*** Extracted records ***

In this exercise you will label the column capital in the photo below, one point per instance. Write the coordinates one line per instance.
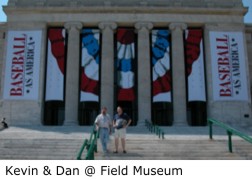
(110, 25)
(174, 26)
(146, 25)
(70, 25)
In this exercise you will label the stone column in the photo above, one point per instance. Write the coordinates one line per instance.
(107, 65)
(72, 73)
(178, 74)
(144, 73)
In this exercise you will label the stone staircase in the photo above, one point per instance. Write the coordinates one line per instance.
(64, 143)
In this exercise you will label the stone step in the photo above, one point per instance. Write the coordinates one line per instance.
(58, 143)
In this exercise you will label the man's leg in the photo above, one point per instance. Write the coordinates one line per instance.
(123, 144)
(103, 140)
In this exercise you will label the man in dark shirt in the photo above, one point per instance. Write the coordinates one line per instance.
(120, 123)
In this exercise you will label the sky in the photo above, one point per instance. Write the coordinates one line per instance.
(247, 19)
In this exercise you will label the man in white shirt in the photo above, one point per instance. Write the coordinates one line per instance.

*** End of Extracted records ***

» **Work task**
Retype each record exactly as it appears above and drop the images.

» **Response to this task**
In this exercise you will label the column capital in the photo below, one point per instance. Write the coordinates one line per instance.
(110, 25)
(174, 26)
(146, 25)
(70, 25)
In this exercise you will label the stone column in the photo above, one point per instance. Write the coordinates one line per instance.
(107, 65)
(72, 73)
(178, 74)
(144, 73)
In this exercise you will label the stone staircase in the photo above, one point per instance. Write the coordinates one line per instance.
(64, 143)
In this exercise you will label the stone step in the photo above, one point per instance. Write the coordinates one line per instance.
(58, 143)
In this exercise you will label the man's leg in the photo above, one point per instance. Write the coordinates one line per instance.
(123, 144)
(103, 140)
In this exercise you will label the man in dark shirt in the photo above, one point per instance. Write the coordinates one line per instance.
(120, 123)
In this exercise you will label the sky in the photo above, one point per instance. Write the coordinates one line per instance.
(247, 19)
In this exercise you will label the man in white shirt in the photo above, one point per instance. Write the coordinates one line per instance.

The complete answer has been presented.